**Problems to solve:**
1 – In the cold fusion article, what field did Dr. Trewavas work in until his retirement?
2 – Rewrite the cold fusion article starting at "The title of" and ending at "experiments . . .", with "tokamak" replaced by "stellarator".

┌─ Provided text

British Academic Calls For UK to Back Cold Fusion Research

Thanks to the readers who pointed out an article from the Scotsman newspaper yesterday written by Dr Tony Trewavas, Professor Emeritus of the University of Edinburgh, and a member of Scientific Alliance Scotland. Dr. Trewavas worked in the field of biology until his retirement from the university.

The title of the article is “UK Should be Generating Research into World-changing Cold Fusion System”

A few excerpts:

“However, the anomalous heat generation has been reported many thousands of times since in laboratories around the world and is now entirely reproducible, although the excess energy size can be variable . . .

What is needed is small compared with the billions given to tokamak research, which at best will only give tenfold energy gain and whose success seems eternally 30-50 years away. Investigating sources of variation and ensuring the excess heat is completely replicable is still needed and better control of the industrial production of palladium or nickel, seemingly one cause of anomalous heat variation between experiments . . .

└─
┌─ Material supplied

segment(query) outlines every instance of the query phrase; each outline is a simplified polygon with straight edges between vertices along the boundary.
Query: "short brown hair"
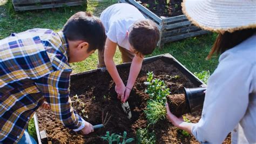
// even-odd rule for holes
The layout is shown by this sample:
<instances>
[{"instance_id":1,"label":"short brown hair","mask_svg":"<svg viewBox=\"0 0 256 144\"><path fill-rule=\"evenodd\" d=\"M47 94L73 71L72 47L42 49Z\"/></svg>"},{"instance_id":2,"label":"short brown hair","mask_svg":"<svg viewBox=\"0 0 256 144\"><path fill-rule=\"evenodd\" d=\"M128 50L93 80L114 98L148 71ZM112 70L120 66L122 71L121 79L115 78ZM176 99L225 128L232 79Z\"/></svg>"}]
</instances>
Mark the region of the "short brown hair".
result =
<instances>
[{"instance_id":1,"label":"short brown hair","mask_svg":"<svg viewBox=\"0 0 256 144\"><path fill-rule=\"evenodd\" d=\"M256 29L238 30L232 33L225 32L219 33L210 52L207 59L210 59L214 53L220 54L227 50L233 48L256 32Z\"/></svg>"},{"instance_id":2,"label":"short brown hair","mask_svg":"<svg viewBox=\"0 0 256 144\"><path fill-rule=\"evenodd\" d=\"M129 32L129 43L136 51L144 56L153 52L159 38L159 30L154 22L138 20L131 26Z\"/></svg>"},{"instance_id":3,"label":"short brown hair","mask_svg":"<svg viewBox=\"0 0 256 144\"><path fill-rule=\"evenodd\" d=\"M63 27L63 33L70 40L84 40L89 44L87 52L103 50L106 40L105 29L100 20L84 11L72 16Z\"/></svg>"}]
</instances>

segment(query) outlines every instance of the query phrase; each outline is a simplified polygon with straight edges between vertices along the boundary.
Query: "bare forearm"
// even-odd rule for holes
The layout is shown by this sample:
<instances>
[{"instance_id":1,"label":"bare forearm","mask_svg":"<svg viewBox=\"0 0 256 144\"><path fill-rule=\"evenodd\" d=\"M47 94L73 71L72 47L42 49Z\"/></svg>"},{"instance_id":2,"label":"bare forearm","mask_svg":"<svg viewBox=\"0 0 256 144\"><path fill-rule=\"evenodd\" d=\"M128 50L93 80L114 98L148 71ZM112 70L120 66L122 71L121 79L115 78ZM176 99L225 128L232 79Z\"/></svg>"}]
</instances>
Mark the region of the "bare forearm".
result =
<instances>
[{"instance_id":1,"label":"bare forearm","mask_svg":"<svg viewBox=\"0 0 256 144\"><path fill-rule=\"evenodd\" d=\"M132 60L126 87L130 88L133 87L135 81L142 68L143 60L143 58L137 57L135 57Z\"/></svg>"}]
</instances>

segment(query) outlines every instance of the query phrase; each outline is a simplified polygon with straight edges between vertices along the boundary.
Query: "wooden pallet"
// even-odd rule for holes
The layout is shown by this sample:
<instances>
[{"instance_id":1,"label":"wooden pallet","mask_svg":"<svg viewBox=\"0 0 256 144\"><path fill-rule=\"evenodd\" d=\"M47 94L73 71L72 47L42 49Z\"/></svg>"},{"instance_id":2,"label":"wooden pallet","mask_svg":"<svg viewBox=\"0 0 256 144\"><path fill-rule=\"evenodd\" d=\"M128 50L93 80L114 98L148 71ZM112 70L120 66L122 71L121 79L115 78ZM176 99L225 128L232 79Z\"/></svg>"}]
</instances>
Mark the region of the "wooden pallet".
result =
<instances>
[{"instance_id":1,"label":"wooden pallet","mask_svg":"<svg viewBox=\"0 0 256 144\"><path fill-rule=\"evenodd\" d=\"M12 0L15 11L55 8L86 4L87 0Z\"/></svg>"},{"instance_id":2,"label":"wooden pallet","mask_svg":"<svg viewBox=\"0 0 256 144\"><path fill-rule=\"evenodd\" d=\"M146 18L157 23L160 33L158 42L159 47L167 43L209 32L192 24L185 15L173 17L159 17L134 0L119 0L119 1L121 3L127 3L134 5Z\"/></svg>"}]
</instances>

└─
┌─ Material supplied

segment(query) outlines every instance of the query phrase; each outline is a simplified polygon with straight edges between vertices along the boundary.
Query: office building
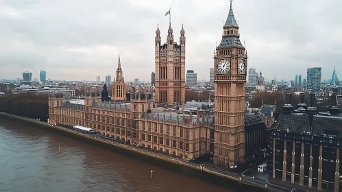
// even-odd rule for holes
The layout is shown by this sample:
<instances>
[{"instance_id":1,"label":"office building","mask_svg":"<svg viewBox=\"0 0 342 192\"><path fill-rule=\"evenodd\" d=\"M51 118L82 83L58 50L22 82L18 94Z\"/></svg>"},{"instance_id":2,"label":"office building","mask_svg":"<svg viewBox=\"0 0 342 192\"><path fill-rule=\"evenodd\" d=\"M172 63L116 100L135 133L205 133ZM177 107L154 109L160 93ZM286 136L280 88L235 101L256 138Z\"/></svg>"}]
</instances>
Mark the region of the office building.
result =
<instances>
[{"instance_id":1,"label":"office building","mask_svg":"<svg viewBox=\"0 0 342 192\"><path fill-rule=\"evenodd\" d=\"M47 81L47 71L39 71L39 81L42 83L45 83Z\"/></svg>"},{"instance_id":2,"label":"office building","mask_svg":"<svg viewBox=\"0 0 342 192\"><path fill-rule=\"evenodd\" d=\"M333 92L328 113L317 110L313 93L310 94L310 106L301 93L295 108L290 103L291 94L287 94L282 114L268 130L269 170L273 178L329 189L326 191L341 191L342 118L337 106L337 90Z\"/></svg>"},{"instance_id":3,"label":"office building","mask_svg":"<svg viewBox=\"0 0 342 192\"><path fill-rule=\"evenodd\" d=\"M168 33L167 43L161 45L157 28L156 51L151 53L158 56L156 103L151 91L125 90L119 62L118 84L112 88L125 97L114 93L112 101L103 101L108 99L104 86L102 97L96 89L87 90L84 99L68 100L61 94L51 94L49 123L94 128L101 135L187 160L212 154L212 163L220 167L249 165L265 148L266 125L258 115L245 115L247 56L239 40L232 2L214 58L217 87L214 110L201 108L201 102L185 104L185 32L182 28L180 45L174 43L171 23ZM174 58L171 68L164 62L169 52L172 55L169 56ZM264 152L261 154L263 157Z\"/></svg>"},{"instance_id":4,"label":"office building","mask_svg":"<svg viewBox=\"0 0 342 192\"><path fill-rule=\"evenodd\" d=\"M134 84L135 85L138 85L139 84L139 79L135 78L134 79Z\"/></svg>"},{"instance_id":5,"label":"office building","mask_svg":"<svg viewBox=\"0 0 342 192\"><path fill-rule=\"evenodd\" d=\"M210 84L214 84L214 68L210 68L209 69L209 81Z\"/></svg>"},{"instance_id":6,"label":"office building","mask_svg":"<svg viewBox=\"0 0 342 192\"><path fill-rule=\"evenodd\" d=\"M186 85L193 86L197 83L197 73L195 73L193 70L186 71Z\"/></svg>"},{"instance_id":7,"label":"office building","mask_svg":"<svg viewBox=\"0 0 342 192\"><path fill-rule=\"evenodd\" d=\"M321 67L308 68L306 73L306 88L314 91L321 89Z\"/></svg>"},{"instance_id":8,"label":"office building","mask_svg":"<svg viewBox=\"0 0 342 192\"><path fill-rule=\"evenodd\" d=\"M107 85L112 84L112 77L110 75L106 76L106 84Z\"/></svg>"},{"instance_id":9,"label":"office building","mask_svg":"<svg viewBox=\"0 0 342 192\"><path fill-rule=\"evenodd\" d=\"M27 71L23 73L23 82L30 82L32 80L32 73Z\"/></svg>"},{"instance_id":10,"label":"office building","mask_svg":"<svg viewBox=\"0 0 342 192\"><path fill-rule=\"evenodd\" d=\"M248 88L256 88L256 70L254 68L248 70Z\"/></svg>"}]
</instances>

└─

**List of answers:**
1 – Biology

2 –
The title of the article is “UK Should be Generating Research into World-changing Cold Fusion System”

A few excerpts:

“However, the anomalous heat generation has been reported many thousands of times since in laboratories around the world and is now entirely reproducible, although the excess energy size can be variable . . .

What is needed is small compared with the billions given to stellarator research, which at best will only give tenfold energy gain and whose success seems eternally 30-50 years away. Investigating sources of variation and ensuring the excess heat is completely replicable is still needed and better control of the industrial production of palladium or nickel, seemingly one cause of anomalous heat variation between experiments . . .